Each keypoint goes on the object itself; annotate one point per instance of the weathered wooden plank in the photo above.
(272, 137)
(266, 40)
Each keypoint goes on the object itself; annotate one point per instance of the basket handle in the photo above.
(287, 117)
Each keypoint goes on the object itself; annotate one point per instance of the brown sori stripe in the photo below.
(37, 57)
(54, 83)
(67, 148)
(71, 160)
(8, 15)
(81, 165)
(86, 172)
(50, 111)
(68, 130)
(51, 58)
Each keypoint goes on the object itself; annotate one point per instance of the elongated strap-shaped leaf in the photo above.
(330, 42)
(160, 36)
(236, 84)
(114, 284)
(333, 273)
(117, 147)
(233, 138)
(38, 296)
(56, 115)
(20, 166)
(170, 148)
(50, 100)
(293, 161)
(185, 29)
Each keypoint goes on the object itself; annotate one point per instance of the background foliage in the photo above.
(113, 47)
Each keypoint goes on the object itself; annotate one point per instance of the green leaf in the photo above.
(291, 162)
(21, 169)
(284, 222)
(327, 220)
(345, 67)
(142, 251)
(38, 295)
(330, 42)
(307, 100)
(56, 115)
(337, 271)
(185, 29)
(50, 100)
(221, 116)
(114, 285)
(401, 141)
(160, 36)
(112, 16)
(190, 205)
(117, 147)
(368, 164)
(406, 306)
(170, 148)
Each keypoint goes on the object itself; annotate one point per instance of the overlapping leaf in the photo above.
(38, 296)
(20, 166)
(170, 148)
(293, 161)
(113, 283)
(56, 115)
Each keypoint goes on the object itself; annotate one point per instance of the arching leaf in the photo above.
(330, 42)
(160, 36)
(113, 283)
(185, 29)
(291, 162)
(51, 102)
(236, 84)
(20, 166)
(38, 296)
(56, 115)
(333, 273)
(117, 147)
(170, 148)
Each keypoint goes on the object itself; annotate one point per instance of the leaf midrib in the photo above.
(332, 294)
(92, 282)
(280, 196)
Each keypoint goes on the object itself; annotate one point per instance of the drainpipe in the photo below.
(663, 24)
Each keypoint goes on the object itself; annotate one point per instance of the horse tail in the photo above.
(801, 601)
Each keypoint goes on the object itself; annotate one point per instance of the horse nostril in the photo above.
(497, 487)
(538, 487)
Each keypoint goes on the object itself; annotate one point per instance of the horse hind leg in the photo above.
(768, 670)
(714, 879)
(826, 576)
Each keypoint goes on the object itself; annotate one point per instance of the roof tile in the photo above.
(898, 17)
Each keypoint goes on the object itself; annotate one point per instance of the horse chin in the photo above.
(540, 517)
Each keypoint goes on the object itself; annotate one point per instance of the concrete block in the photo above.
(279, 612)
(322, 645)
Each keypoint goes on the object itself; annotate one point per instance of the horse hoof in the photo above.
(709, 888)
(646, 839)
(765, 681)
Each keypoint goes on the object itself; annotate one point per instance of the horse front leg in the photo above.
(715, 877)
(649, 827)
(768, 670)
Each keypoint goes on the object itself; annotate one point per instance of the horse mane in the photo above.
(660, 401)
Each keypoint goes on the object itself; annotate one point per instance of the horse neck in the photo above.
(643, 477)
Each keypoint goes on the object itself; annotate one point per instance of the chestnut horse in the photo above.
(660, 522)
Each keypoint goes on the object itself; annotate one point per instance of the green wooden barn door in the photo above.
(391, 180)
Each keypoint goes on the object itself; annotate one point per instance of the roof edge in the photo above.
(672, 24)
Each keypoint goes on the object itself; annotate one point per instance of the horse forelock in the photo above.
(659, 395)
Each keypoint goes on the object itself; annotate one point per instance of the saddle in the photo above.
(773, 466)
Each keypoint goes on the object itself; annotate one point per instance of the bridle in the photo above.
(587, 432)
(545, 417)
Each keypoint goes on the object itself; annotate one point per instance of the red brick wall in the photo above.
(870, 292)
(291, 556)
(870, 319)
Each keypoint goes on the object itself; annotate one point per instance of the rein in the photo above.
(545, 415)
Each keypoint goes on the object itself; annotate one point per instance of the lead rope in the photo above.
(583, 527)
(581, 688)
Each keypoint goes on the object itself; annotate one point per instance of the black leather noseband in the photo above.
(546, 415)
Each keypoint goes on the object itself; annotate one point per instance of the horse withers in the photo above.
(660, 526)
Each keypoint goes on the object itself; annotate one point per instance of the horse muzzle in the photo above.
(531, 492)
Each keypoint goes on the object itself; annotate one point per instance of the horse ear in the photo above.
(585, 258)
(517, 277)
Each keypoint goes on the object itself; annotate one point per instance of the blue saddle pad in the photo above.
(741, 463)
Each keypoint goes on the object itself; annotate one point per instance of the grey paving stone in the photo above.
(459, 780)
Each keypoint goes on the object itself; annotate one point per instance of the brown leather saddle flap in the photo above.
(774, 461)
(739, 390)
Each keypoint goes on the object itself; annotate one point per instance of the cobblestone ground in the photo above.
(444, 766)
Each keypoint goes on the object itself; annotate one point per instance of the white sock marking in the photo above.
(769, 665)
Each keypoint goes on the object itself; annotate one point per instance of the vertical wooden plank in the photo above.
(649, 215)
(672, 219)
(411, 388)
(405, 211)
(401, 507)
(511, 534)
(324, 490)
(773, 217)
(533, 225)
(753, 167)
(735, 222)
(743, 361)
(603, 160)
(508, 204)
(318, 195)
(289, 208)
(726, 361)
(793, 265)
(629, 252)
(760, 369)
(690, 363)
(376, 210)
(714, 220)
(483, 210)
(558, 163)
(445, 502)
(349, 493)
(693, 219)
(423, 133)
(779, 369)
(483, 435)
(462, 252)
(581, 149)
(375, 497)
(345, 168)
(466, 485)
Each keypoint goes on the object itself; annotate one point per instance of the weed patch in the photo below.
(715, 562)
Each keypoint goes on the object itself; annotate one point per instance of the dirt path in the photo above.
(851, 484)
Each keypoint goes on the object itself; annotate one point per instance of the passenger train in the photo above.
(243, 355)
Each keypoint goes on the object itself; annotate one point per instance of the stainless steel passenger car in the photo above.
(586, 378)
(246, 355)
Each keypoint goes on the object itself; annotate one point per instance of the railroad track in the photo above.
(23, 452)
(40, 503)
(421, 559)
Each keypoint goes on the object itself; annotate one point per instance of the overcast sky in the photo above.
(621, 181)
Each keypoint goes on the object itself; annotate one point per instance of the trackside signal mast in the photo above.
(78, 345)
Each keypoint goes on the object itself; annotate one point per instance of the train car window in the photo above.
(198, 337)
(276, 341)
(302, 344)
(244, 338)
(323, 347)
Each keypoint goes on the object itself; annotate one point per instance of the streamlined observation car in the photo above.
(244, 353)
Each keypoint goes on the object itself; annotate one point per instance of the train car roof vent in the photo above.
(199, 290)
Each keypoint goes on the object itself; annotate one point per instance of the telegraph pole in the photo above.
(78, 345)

###

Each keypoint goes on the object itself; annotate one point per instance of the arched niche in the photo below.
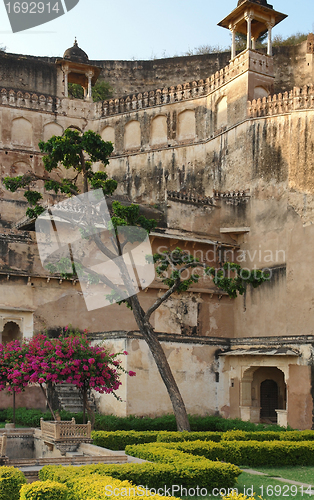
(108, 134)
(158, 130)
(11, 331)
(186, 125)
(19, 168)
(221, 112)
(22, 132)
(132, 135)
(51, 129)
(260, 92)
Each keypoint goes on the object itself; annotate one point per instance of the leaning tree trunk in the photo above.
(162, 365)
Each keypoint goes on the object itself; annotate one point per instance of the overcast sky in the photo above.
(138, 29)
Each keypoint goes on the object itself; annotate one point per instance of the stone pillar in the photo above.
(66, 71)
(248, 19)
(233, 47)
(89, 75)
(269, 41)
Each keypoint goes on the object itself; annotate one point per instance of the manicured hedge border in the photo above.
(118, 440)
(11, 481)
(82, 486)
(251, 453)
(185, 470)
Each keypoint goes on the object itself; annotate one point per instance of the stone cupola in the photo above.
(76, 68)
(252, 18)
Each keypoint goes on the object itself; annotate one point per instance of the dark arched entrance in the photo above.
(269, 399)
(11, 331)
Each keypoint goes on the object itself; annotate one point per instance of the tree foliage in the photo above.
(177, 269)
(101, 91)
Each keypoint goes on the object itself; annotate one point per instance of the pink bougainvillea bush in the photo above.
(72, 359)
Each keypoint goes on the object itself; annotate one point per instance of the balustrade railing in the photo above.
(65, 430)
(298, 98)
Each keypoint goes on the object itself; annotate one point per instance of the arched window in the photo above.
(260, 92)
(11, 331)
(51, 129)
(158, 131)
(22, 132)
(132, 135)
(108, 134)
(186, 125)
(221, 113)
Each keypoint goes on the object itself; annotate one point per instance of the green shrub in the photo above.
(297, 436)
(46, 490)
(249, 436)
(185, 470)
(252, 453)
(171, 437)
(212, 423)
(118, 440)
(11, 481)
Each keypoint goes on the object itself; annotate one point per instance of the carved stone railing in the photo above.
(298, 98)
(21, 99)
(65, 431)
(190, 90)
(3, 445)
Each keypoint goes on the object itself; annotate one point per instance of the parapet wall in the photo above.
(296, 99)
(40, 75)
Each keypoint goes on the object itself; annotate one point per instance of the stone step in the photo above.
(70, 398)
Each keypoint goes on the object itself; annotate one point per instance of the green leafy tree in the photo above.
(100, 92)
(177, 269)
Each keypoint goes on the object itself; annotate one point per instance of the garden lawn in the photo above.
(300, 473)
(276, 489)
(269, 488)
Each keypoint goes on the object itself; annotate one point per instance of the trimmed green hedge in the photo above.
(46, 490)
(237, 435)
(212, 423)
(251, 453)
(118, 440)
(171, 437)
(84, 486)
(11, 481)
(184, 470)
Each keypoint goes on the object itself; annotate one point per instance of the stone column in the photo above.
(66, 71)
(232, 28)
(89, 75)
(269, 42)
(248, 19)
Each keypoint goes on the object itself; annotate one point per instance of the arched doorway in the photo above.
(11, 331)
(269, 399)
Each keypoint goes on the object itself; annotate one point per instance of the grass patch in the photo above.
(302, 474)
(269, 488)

###

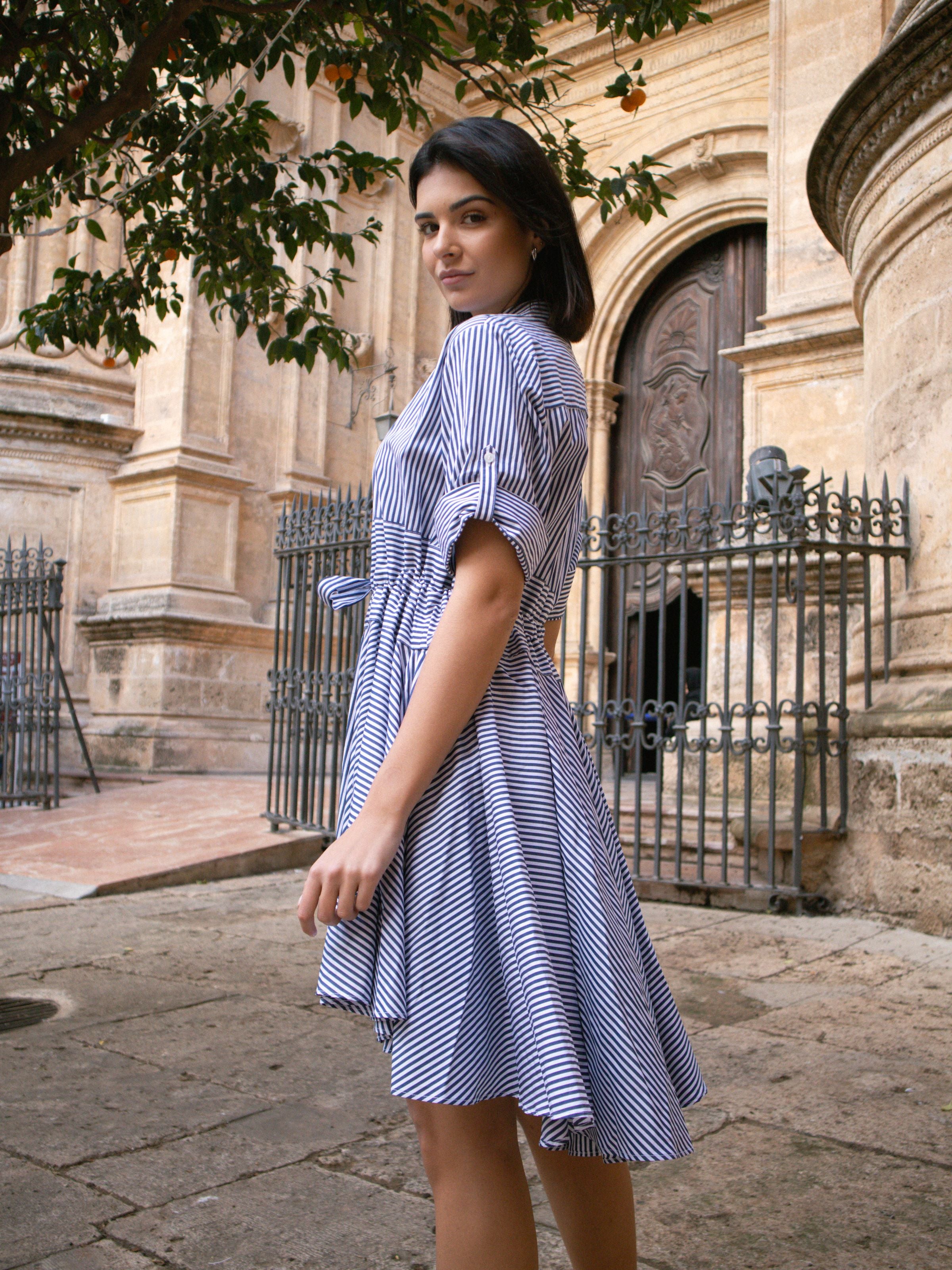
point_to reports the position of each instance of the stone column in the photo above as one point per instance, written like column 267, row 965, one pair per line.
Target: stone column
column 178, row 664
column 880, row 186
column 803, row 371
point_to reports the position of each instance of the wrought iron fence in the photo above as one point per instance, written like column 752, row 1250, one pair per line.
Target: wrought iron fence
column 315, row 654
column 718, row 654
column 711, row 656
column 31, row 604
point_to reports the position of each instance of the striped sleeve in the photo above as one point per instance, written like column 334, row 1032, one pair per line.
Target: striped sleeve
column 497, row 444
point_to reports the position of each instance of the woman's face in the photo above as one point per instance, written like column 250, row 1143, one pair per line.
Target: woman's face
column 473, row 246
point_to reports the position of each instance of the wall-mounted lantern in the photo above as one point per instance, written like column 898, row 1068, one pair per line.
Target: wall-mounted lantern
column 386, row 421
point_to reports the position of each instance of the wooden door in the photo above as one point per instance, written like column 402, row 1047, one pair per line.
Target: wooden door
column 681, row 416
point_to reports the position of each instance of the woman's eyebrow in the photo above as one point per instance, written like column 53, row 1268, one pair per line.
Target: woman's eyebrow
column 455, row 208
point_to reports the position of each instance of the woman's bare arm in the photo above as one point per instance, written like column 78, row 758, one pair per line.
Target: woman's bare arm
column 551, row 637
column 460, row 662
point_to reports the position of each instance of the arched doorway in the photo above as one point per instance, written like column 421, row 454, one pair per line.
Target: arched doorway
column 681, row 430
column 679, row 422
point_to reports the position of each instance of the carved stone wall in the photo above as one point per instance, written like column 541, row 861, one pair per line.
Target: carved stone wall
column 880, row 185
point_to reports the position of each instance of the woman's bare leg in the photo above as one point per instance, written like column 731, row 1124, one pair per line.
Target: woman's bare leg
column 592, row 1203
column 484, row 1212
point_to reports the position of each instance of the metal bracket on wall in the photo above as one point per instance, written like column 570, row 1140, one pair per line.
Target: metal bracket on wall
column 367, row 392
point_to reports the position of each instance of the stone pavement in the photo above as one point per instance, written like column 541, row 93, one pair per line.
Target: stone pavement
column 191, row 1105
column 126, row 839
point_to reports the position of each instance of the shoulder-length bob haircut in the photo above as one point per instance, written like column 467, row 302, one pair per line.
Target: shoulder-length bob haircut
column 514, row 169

###

## WORK TO COMPLETE
Beginning at the line above that contains "1268, one pair per line.", return each line exactly through the line that contains "758, one pair per line.", and no others.

## WORKED SOLUTION
point_to reports the position of each instance of the woman's eyebrow in the photo above as one point per instance, written like column 53, row 1268, one pair per line.
Target: woman's eyebrow
column 455, row 208
point_to reports the position of each instance of the woman's bare arm in the photo above as one point per instance, written like column 78, row 758, one pair per line.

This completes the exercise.